Goal of the exercise:
Read each of the lines below and tally those with "instance"; the tally is the whole answer.

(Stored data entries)
•••••

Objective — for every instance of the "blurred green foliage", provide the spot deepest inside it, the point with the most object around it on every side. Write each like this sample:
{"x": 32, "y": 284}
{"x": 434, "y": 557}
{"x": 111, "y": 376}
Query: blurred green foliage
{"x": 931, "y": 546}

•••••

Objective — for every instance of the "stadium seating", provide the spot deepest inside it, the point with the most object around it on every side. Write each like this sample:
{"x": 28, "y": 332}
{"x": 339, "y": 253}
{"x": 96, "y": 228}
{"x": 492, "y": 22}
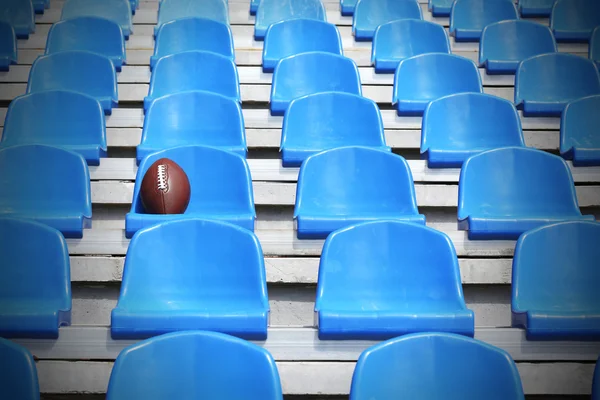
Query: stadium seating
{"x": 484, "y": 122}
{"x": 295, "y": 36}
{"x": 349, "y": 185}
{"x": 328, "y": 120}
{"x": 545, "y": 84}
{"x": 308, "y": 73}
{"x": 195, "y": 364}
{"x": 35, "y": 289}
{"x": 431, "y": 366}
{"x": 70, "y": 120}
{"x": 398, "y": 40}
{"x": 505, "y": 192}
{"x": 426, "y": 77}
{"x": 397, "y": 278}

•••••

Your solution:
2